To do:
Two lines mark the range in the entries below: the one holding "Provide the location of each instance of the windshield" and the one holding "Provide the location of each instance of the curtain". Set down those two and all lines between them, exactly.

The input:
== Segment start ==
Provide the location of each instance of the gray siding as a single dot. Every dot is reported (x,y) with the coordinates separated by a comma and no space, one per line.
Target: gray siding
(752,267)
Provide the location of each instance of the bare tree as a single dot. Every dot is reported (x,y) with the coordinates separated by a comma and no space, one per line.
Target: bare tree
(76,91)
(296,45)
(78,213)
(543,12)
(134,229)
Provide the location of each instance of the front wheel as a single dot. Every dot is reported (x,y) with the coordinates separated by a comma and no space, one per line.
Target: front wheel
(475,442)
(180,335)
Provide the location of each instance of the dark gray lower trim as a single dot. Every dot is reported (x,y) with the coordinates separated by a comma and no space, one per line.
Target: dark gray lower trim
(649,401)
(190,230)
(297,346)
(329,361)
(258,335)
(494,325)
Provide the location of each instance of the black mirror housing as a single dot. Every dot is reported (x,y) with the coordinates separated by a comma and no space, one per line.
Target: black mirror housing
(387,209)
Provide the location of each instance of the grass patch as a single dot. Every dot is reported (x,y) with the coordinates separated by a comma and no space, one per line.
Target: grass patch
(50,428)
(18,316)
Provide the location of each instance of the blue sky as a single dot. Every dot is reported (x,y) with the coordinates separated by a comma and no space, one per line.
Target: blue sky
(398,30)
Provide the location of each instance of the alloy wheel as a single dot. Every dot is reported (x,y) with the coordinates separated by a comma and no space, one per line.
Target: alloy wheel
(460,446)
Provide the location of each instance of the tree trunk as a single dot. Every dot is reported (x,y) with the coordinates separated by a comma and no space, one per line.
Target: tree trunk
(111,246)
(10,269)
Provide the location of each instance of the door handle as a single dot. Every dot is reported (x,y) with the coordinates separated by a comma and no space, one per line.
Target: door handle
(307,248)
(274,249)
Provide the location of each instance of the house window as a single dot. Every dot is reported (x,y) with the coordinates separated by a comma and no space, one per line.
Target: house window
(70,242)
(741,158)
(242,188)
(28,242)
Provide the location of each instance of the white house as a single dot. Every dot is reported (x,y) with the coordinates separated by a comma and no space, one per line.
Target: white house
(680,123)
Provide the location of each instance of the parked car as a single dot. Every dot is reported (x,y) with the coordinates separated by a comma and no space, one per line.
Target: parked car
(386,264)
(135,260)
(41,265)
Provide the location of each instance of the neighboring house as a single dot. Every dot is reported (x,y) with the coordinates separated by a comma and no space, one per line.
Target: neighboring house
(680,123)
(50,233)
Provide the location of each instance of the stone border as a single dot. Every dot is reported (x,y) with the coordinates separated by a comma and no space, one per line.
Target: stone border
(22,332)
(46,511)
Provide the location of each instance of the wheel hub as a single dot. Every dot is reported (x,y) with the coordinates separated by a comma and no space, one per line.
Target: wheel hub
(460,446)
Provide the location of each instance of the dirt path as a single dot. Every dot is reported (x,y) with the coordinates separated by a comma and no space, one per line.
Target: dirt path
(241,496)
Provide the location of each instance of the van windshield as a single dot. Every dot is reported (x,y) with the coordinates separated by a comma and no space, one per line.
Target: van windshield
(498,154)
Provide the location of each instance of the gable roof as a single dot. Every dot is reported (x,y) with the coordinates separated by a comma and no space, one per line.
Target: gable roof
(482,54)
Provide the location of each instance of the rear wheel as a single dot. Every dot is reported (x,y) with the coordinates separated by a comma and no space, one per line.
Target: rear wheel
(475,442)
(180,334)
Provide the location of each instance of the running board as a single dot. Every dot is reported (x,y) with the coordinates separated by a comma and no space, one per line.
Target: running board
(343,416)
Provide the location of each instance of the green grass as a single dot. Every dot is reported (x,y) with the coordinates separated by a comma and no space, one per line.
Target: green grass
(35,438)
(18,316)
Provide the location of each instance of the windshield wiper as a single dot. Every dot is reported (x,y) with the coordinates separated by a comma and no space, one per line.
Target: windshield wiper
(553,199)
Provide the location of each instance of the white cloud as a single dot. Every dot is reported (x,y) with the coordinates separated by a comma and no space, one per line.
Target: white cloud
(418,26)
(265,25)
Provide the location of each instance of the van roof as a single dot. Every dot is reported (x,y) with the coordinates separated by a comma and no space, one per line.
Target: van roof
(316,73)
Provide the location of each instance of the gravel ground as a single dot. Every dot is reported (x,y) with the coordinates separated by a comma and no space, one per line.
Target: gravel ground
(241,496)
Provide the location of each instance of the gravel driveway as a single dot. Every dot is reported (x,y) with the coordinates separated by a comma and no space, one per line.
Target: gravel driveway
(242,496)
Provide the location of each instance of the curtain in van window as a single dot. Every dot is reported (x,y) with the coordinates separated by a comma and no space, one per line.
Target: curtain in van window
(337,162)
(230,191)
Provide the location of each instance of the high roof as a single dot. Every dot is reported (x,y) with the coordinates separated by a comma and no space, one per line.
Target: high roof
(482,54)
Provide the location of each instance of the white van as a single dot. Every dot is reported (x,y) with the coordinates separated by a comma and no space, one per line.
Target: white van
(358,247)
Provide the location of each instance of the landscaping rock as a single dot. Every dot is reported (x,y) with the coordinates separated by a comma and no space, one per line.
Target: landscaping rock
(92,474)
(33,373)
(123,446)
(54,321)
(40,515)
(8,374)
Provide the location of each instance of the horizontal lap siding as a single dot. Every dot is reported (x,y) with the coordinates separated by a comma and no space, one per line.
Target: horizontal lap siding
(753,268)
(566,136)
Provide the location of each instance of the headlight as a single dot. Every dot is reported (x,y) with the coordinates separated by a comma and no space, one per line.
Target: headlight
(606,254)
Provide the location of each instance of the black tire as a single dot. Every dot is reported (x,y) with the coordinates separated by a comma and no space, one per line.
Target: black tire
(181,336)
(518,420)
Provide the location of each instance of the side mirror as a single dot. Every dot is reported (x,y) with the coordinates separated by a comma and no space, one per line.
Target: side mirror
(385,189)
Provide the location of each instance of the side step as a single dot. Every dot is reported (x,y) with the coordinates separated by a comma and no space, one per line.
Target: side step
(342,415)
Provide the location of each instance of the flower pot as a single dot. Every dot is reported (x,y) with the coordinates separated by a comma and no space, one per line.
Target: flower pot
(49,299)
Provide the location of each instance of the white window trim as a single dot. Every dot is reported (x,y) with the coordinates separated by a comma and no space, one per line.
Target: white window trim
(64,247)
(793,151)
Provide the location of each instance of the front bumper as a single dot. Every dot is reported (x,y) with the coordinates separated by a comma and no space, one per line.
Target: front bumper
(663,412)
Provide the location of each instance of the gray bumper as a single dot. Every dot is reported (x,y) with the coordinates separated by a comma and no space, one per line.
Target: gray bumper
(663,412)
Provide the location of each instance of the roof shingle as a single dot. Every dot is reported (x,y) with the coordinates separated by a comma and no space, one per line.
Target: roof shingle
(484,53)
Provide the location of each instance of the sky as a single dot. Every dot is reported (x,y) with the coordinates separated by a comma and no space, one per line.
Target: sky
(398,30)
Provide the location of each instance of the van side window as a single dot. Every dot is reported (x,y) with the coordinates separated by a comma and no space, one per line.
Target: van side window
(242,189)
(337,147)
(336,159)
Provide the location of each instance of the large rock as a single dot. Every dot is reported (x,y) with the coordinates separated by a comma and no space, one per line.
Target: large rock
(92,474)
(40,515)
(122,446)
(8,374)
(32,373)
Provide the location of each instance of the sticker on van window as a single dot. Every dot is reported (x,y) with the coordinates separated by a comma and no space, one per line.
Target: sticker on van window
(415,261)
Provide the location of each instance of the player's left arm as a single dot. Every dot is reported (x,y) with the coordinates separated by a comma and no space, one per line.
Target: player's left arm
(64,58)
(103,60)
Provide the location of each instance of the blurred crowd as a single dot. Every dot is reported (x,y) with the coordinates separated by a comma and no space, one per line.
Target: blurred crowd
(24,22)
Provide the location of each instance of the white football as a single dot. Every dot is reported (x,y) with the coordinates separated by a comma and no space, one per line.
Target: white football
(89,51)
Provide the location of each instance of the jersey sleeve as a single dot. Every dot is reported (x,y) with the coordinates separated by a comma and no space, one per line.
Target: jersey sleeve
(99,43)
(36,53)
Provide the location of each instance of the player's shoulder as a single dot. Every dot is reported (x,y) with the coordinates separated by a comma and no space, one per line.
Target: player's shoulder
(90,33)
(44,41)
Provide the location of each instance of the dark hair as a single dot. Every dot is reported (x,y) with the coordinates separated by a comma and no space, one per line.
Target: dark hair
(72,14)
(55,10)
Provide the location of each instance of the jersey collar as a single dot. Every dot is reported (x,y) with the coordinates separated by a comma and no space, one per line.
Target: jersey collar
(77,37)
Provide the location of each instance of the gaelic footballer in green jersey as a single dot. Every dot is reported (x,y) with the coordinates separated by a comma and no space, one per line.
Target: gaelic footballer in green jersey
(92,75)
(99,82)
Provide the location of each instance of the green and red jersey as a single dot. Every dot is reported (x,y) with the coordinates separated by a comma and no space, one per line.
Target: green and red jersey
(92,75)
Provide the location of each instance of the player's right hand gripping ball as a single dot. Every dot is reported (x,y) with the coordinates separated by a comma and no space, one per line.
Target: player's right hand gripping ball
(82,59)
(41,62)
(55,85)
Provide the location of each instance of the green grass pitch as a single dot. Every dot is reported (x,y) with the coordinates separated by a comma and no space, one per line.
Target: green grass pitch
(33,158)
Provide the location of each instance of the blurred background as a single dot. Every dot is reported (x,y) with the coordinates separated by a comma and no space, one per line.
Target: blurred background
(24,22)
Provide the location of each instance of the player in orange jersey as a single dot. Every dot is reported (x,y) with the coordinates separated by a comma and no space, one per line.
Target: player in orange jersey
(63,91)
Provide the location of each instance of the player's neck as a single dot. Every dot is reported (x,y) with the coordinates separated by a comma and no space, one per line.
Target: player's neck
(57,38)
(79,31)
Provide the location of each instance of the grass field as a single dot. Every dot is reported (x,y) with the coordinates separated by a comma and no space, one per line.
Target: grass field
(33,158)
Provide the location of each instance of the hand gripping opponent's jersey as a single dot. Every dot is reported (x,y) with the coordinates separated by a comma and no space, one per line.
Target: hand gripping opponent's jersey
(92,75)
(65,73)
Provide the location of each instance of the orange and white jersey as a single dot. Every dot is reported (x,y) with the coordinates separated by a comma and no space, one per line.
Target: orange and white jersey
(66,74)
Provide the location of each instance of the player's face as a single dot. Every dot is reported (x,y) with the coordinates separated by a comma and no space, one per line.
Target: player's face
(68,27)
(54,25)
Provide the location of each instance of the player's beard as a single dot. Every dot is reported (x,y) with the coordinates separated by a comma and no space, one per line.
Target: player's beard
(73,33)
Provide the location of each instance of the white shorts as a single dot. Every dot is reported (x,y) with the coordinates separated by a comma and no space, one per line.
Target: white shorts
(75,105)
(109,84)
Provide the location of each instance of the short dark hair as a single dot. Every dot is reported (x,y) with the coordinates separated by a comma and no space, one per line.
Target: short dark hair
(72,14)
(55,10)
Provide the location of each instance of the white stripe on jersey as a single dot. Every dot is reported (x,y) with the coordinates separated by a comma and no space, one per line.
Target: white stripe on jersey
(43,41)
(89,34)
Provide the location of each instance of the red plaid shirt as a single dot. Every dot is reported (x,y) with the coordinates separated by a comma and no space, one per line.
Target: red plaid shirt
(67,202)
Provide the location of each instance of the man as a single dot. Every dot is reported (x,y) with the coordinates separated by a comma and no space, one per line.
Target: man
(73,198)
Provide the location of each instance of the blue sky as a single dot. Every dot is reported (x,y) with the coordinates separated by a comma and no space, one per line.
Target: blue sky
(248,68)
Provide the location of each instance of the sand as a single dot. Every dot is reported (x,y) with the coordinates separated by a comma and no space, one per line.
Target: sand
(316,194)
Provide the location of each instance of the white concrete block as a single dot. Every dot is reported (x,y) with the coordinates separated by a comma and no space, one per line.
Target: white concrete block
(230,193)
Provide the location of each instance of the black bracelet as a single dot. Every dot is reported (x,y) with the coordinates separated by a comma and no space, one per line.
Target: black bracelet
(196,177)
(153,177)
== Segment end ==
Your response:
Provide the location of each instance of the windshield wiper as a single dot. Every dot is reported (x,y) with the coordinates separated by a comma and no space, one per line.
Target: windshield wiper
(553,199)
Provide the location of each instance of the white cloud as a single dot. Every dot is reported (x,y) with the coordinates separated by a comma and no space, one per line.
Target: white cloud
(418,26)
(265,25)
Provide the location of each instance of the van roof as a single dot. Every dot is reported (x,y) with the coordinates separated by a comma and no space, one per line.
Target: van roof
(316,73)
Provide the location of each instance of the gravel ground as a single dot. Every dot is reported (x,y) with the coordinates separated by a comma and no space, one per line.
Target: gravel ground
(241,496)
Provide the location of each instance of the gravel driveway as a single dot. Every dot is reported (x,y) with the coordinates separated by a comma and no space, one per line.
Target: gravel driveway
(242,496)
Provide the location of each instance of the curtain in van window as a single dot. Every dot is reported (x,y) with the coordinates separated by a comma and no space, one per line.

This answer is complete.